Data taken from a collection:
________________________________________
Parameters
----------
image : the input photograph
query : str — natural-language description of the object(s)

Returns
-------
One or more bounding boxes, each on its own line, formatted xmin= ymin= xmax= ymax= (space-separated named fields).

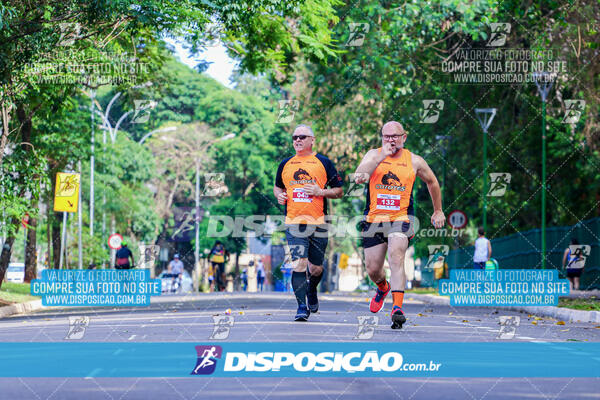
________________________________________
Work to do: Print every line of the material above without any changes, omitting the pictures.

Correct output:
Parameters
----------
image : the input photograph
query : str — natural-language description of the object(s)

Returns
-------
One or more bounding boxes, each on its own line, formatted xmin= ymin= xmax= ymax= (space-separated named fields).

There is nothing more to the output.